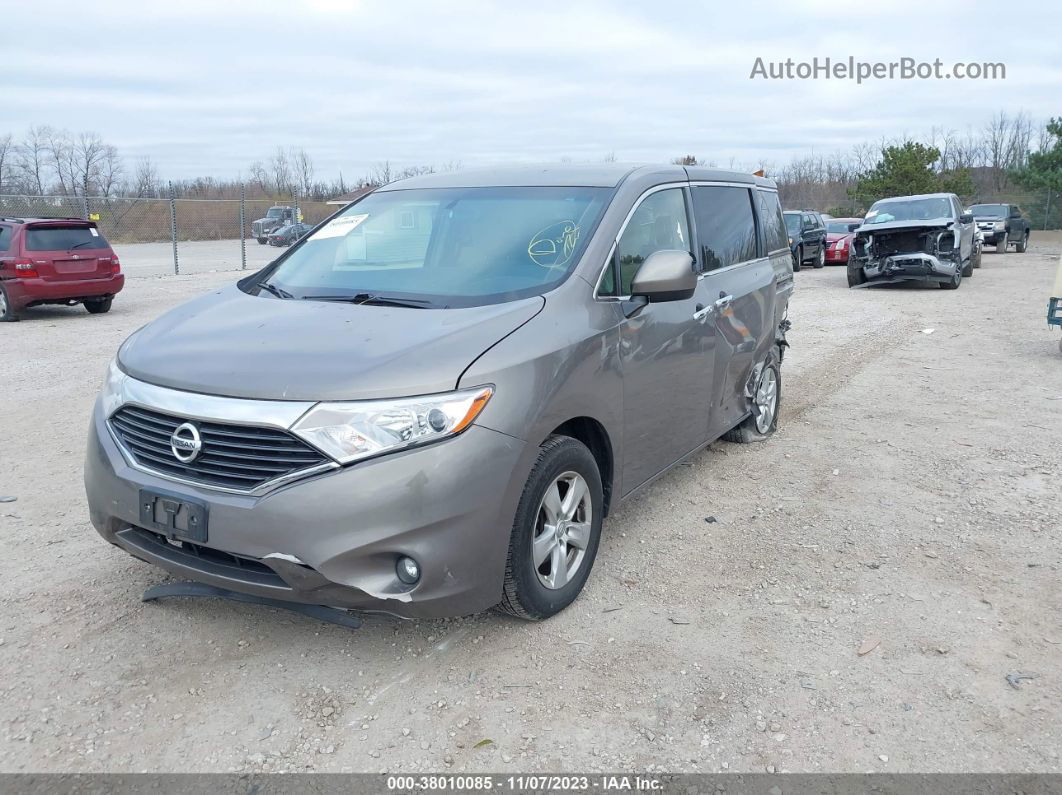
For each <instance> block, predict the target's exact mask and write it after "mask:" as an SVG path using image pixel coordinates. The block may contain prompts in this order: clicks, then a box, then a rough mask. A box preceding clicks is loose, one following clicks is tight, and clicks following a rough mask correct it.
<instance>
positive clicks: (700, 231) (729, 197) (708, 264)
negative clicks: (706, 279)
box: [693, 186, 756, 271]
mask: <svg viewBox="0 0 1062 795" xmlns="http://www.w3.org/2000/svg"><path fill="white" fill-rule="evenodd" d="M693 214H695V215H696V218H697V237H698V239H699V242H700V244H701V267H702V270H704V271H715V270H717V269H720V267H726V266H727V265H733V264H735V263H736V262H744V261H746V260H750V259H755V258H756V224H755V222H754V221H753V215H752V201H751V198H750V195H749V191H748V190H747V189H746V188H729V187H722V186H718V187H717V186H710V187H695V188H693Z"/></svg>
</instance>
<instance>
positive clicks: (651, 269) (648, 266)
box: [631, 249, 697, 304]
mask: <svg viewBox="0 0 1062 795" xmlns="http://www.w3.org/2000/svg"><path fill="white" fill-rule="evenodd" d="M696 290H697V273H696V272H695V271H693V258H692V257H690V256H689V252H679V250H672V249H668V250H663V252H653V253H652V254H650V255H649V257H648V258H647V259H646V261H645V262H643V263H641V265H640V266H639V267H638V271H637V273H635V274H634V281H633V282H632V283H631V296H632V297H641V298H647V299H648V300H649V301H650V303H652V304H658V303H661V301H668V300H686V299H687V298H692V297H693V292H695V291H696Z"/></svg>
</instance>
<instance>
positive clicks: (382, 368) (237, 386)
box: [118, 284, 546, 400]
mask: <svg viewBox="0 0 1062 795" xmlns="http://www.w3.org/2000/svg"><path fill="white" fill-rule="evenodd" d="M545 304H546V300H545V298H543V297H542V296H533V297H531V298H524V299H521V300H517V301H511V303H509V304H494V305H490V306H485V307H468V308H462V309H406V308H401V307H371V306H356V305H352V304H333V303H329V301H313V300H296V299H289V300H281V299H278V298H272V297H269V296H262V295H259V296H254V295H247V294H246V293H244V292H243V291H242V290H240V289H239V288H238V287H236V286H235V284H234V286H232V287H228V288H225V289H223V290H221V291H219V292H216V293H212V294H210V295H206V296H203V297H202V298H198V299H195V300H192V301H190V303H188V304H185V305H184V306H181V307H177V308H176V309H174V310H172V311H170V312H168V313H167V314H165V315H162V316H161V317H159V318H158V319H156V321H154V322H153V323H150V324H148V325H147V326H144V327H143V328H142V329H140V330H139V331H137V332H136V333H135V334H134V335H133V336H131V338H130V339H129V340H127V341H126V342H125V344H124V345H122V347H121V349H120V350H119V352H118V362H119V365H120V366H121V368H122V369H123V370H124V371H125V373H127V374H129V375H130V376H132V377H133V378H136V379H139V380H141V381H147V382H149V383H153V384H157V385H159V386H169V387H171V388H176V390H184V391H186V392H199V393H204V394H207V395H221V396H225V397H241V398H259V399H267V400H359V399H369V398H384V397H404V396H408V395H422V394H427V393H432V392H445V391H447V390H452V388H455V387H456V386H457V383H458V379H459V378H460V376H461V374H462V373H463V371H464V370H465V368H467V366H468V365H469V364H472V362H474V361H475V360H476V359H477V358H478V357H479V356H480V355H481V353H482V352H483V351H484V350H486V349H487V348H489V347H491V346H492V345H494V344H495V343H497V342H498V341H499V340H501V339H502V338H503V336H506V335H508V334H510V333H512V332H513V331H515V330H516V329H517V328H519V327H520V326H523V325H524V324H525V323H527V322H528V321H530V319H531V318H532V317H534V316H535V315H536V314H537V313H538V312H539V311H542V308H543V307H544V306H545Z"/></svg>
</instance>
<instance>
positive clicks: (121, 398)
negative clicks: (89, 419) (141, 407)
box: [100, 357, 129, 417]
mask: <svg viewBox="0 0 1062 795" xmlns="http://www.w3.org/2000/svg"><path fill="white" fill-rule="evenodd" d="M127 378H129V376H126V375H125V374H124V373H122V371H121V370H120V369H119V368H118V359H117V357H116V358H115V359H112V360H110V364H108V365H107V373H106V375H105V376H104V377H103V384H102V385H101V386H100V400H101V401H102V402H103V414H104V416H107V417H109V416H110V415H112V414H114V413H115V411H117V409H118V407H119V405H120V404H121V402H122V384H123V383H124V382H125V380H126V379H127Z"/></svg>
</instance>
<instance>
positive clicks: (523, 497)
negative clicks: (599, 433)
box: [497, 436, 604, 621]
mask: <svg viewBox="0 0 1062 795" xmlns="http://www.w3.org/2000/svg"><path fill="white" fill-rule="evenodd" d="M576 479H579V481H581V484H582V485H581V487H580V486H579V485H578V484H577V482H576ZM565 484H566V485H565ZM572 488H578V489H579V490H578V494H581V495H582V498H581V499H580V501H579V503H577V504H576V505H575V506H573V507H572V508H571V511H570V512H568V511H565V512H563V513H562V506H564V507H568V506H567V505H566V502H567V501H566V500H565V498H566V497H568V496H569V495H571V494H572V490H571V489H572ZM551 491H552V494H553V497H554V499H553V500H547V495H548V494H549V492H551ZM550 502H552V503H553V504H554V505H555V506H556V512H555V513H554V512H551V511H550V508H549V507H548V504H549V503H550ZM603 508H604V497H603V492H602V489H601V473H600V471H599V470H598V465H597V461H595V459H594V455H593V454H592V453H590V451H589V450H588V449H587V448H586V446H585V445H584V444H583V443H581V442H579V440H578V439H573V438H571V437H570V436H550V437H549V438H548V439H546V442H545V444H543V446H542V448H541V449H539V450H538V459H537V460H536V461H535V464H534V467H532V469H531V474H530V476H529V477H528V482H527V485H525V486H524V495H523V496H521V497H520V502H519V505H518V506H517V508H516V518H515V520H514V521H513V532H512V535H511V536H510V540H509V558H508V559H507V560H506V582H504V586H503V588H502V594H501V602H499V603H498V605H497V609H498V610H499V611H501V612H507V613H509V615H511V616H515V617H517V618H521V619H527V620H528V621H539V620H542V619H548V618H549V617H550V616H554V615H555V613H558V612H560V611H561V610H563V609H564V608H565V607H567V606H568V605H570V604H571V603H572V602H573V601H575V600H576V597H578V595H579V592H580V591H582V589H583V585H584V584H585V583H586V578H587V577H588V576H589V573H590V569H592V568H593V566H594V558H595V557H596V556H597V549H598V542H599V541H600V539H601V518H602V513H603ZM587 511H588V512H589V516H588V517H587ZM565 514H567V515H568V516H570V517H571V519H572V520H573V521H575V523H573V524H572V528H578V526H582V528H583V532H582V534H581V538H582V543H583V545H584V546H583V549H582V550H580V549H579V547H578V545H576V543H571V538H573V537H575V536H571V535H567V534H566V535H565V536H564V538H565V539H566V541H567V542H563V543H558V539H559V538H561V536H555V535H554V533H553V531H550V530H546V529H545V528H547V526H549V519H550V517H551V515H552V516H562V517H563V516H564V515H565ZM580 518H581V519H582V521H579V520H580ZM587 519H588V520H587ZM556 526H560V525H559V524H558V525H556ZM536 539H538V540H539V541H541V543H537V545H536V543H535V540H536ZM550 541H552V545H551V546H549V547H546V546H544V545H548V543H549V542H550ZM535 547H537V548H538V549H539V550H541V551H542V552H544V553H545V554H544V555H542V559H541V563H539V564H538V566H535V563H534V556H535V554H536V553H535V552H534V548H535ZM580 553H581V555H580ZM544 569H545V570H546V571H544ZM559 572H563V573H562V574H561V577H562V578H563V584H562V583H558V581H556V580H555V578H553V577H554V575H555V574H556V573H559ZM550 580H553V582H554V583H556V584H555V585H550V584H549V581H550Z"/></svg>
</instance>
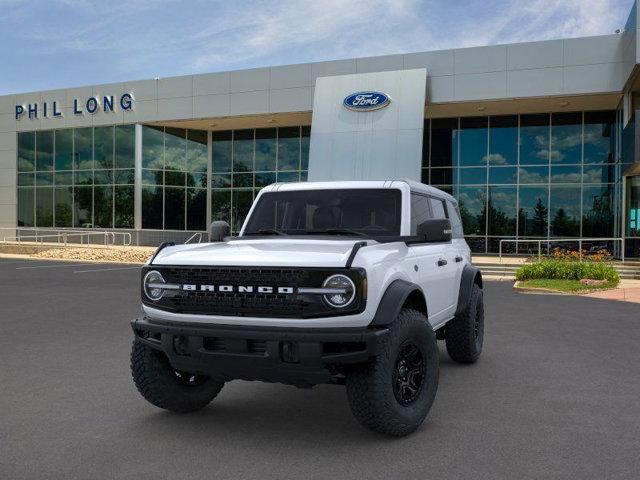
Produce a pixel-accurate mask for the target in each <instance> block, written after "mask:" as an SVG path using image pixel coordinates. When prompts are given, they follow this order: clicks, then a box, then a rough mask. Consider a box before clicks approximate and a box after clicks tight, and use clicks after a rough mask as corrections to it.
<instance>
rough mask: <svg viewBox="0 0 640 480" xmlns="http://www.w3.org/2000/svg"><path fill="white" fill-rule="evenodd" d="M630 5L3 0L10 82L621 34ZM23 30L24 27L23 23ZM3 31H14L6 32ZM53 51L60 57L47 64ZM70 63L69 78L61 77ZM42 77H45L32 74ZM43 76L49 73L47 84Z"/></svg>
mask: <svg viewBox="0 0 640 480" xmlns="http://www.w3.org/2000/svg"><path fill="white" fill-rule="evenodd" d="M631 5H632V0H529V1H528V2H526V3H525V2H521V1H516V0H487V1H478V0H459V1H456V2H451V1H449V0H323V1H321V2H318V1H316V0H279V1H277V2H274V1H271V0H235V1H233V2H230V1H224V0H191V1H189V2H184V1H178V0H128V1H124V0H110V1H108V2H105V1H104V0H53V1H48V2H44V1H42V2H37V1H27V0H0V7H1V8H0V56H2V57H3V59H5V60H7V59H8V60H9V61H5V64H8V65H11V64H12V61H13V63H14V64H15V63H18V62H22V63H31V64H32V65H36V66H37V76H38V77H39V78H40V80H37V82H40V83H37V84H36V83H35V82H36V80H35V79H34V80H30V79H27V80H26V82H25V78H24V74H23V72H20V73H15V72H14V69H10V70H9V72H8V75H7V72H5V71H3V74H4V75H3V77H4V78H2V79H0V90H2V88H3V85H11V84H19V85H21V88H23V89H25V90H28V89H30V88H31V87H30V85H28V84H27V82H34V86H37V87H38V88H42V87H43V85H42V84H41V82H45V81H49V82H51V80H49V79H51V78H59V80H58V81H59V82H64V83H62V85H55V84H54V85H47V87H54V86H67V85H68V83H67V77H71V78H73V84H91V83H100V82H103V81H109V82H111V81H123V80H129V79H136V78H150V77H153V76H156V75H158V76H170V75H180V74H188V73H201V72H209V71H222V70H231V69H239V68H251V67H257V66H269V65H281V64H293V63H306V62H311V61H322V60H333V59H341V58H353V57H368V56H377V55H385V54H393V53H408V52H414V51H430V50H438V49H446V48H461V47H467V46H479V45H490V44H497V43H511V42H519V41H533V40H545V39H550V38H564V37H574V36H585V35H599V34H607V33H613V31H614V30H615V29H616V28H621V27H622V26H624V23H625V21H626V19H627V16H628V14H629V10H630V8H631ZM16 25H18V26H19V27H18V28H16ZM2 32H4V34H3V33H2ZM43 57H44V58H45V59H46V58H51V59H53V58H55V61H54V60H51V61H49V62H46V61H45V62H43V61H42V59H43ZM62 62H64V69H65V72H64V74H61V73H60V72H59V70H60V65H61V63H62ZM34 76H35V75H34ZM42 79H44V80H42Z"/></svg>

Instructions to follow. Wherever a line in the records contains the word "positive", copy that line.

Answer to this problem.
positive clicks: (700, 231) (729, 197) (708, 264)
positive clicks: (651, 269) (648, 266)
positive clicks: (382, 368) (237, 386)
positive clicks: (121, 398)
positive clicks: (523, 497)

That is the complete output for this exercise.